> **WHAT YOU HAVE TO DO**:
Put the items below into a two-column CSV with the header row "text" and "answer", one row for each item. Each field should be quoted with its line breaks turned into spaces, and the pictures should be left out.

# start of RAW DATA

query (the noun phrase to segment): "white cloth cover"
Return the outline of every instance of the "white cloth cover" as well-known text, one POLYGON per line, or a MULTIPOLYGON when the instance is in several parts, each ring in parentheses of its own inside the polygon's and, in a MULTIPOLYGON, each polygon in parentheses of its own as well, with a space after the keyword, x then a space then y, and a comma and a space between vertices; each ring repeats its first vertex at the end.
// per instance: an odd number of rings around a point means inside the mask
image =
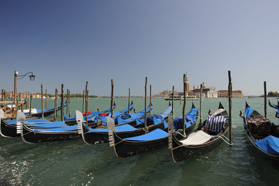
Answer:
POLYGON ((219 108, 218 110, 217 110, 212 115, 217 115, 218 114, 222 113, 223 112, 225 112, 226 110, 226 109, 224 108, 219 108))
POLYGON ((203 131, 193 132, 187 138, 180 141, 183 145, 201 145, 211 138, 211 136, 203 131))
MULTIPOLYGON (((24 110, 23 112, 24 112, 24 113, 29 113, 29 109, 24 110)), ((32 114, 36 114, 36 113, 38 113, 37 109, 36 109, 36 108, 31 108, 31 113, 32 114)))

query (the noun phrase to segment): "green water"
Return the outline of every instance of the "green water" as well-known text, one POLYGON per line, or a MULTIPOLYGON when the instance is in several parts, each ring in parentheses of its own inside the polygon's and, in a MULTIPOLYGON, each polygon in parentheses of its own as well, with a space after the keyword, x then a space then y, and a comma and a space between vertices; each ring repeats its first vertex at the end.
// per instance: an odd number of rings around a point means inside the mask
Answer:
MULTIPOLYGON (((128 99, 115 99, 116 110, 128 107, 128 99)), ((133 99, 137 111, 144 108, 144 99, 133 99)), ((153 99, 153 113, 163 111, 168 101, 153 99)), ((227 99, 203 99, 203 120, 209 109, 214 112, 220 101, 228 108, 227 99)), ((247 139, 239 110, 245 101, 264 113, 264 99, 234 99, 232 101, 233 146, 223 143, 200 157, 174 163, 167 148, 123 159, 118 159, 107 143, 89 145, 82 139, 27 144, 20 137, 0 137, 0 185, 276 185, 279 165, 263 158, 247 139)), ((277 99, 271 99, 276 103, 277 99)), ((192 101, 187 101, 186 111, 192 101)), ((199 101, 193 101, 199 110, 199 101)), ((110 107, 110 99, 89 99, 89 110, 110 107)), ((33 101, 40 108, 40 99, 33 101)), ((181 115, 182 104, 174 101, 175 116, 181 115)), ((54 106, 54 100, 47 101, 54 106)), ((72 116, 81 110, 82 100, 72 99, 72 116)), ((268 117, 276 124, 276 110, 268 106, 268 117)), ((52 120, 53 115, 47 117, 52 120)))

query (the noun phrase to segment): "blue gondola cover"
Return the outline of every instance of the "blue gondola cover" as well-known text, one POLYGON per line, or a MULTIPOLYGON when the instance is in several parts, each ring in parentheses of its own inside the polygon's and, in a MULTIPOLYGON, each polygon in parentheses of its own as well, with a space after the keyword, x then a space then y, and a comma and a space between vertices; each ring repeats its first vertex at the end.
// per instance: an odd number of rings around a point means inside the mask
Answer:
POLYGON ((264 151, 279 155, 279 138, 273 136, 269 136, 262 140, 256 141, 256 145, 264 151))
POLYGON ((135 137, 124 138, 128 141, 151 141, 165 138, 168 136, 168 133, 162 129, 157 129, 146 134, 137 136, 135 137))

# end of RAW DATA

> **OUTPUT FOR THIS TASK**:
text,answer
"query (the noun phrase to segment): ""white cloth cover"" Return the outline of every instance of the ""white cloth cover"" as well-known text, one POLYGON per line, or a MULTIPOLYGON when the instance is in several parts, each ring in parentheses of its own inside the polygon's and, in a MULTIPOLYGON, each polygon in parentheses of its own as well, with a space after the keyword, x then a space then y, and a comma and a space between vertices; each ring repeats its first vertex at the end. // per instance: an odd number of rings around a point means inside the mask image = Answer:","POLYGON ((219 108, 218 110, 217 110, 212 115, 217 115, 218 114, 222 113, 223 112, 225 112, 226 110, 226 109, 224 108, 219 108)) POLYGON ((203 131, 193 132, 187 138, 180 141, 183 145, 201 145, 211 138, 211 136, 203 131)) MULTIPOLYGON (((24 110, 23 112, 24 112, 24 113, 29 113, 29 109, 24 110)), ((32 114, 36 114, 36 113, 38 113, 37 109, 36 109, 36 108, 31 108, 31 113, 32 114)))"
"query (the noun phrase to segment): ""green water"" Return the outline of every instance of the ""green water"" as well-known text, one POLYGON per line, or a MULTIPOLYGON when the instance is in several parts, each ring in parentheses of its own inside the polygon's and, in a MULTIPOLYGON, each polygon in parentheses of its own as well, with a space after the keyword, x then a space then y, and a comma and a space between vertices; each ring repeats its first vertex at the end. // per instance: an odd number of rings around a point means inside the mask Answer:","MULTIPOLYGON (((128 99, 115 99, 116 110, 128 107, 128 99)), ((133 99, 137 111, 144 108, 144 99, 133 99)), ((153 99, 153 113, 163 111, 168 101, 153 99)), ((227 99, 203 99, 203 120, 209 109, 214 112, 220 101, 228 108, 227 99)), ((247 139, 239 110, 245 101, 264 113, 264 99, 234 99, 232 101, 233 146, 223 143, 200 157, 174 163, 167 148, 123 159, 118 159, 107 143, 89 145, 82 139, 27 144, 20 137, 0 137, 0 185, 276 185, 279 165, 263 158, 247 139)), ((277 99, 271 99, 276 103, 277 99)), ((192 101, 187 101, 186 111, 192 101)), ((199 101, 193 101, 199 110, 199 101)), ((110 107, 110 99, 89 99, 89 110, 110 107)), ((33 101, 40 108, 40 99, 33 101)), ((181 115, 182 104, 174 101, 175 116, 181 115)), ((54 106, 54 100, 47 101, 54 106)), ((72 116, 81 110, 82 100, 72 99, 72 116)), ((268 117, 276 124, 276 110, 268 106, 268 117)), ((52 120, 53 115, 47 117, 52 120)))"
"query (the noun phrase to segment): ""blue gondola cover"" Return the outline of every instance of the ""blue gondola cover"" as well-known text, one POLYGON per line, or a MULTIPOLYGON when the instance is in several parts, each ring in parentheses of its own inside the polygon's and, in a MULTIPOLYGON, each polygon in parentheses of its own as well, with a space after the keyword, x then a space then y, and a comma and a space between vertices; each ring repeats its first vertex at the end. // per instance: an odd number of rings around a point means inside the mask Answer:","POLYGON ((264 151, 279 155, 279 138, 273 136, 269 136, 262 140, 256 141, 256 145, 264 151)) POLYGON ((135 137, 124 138, 128 141, 151 141, 165 138, 168 136, 168 133, 162 129, 157 129, 146 134, 137 136, 135 137))"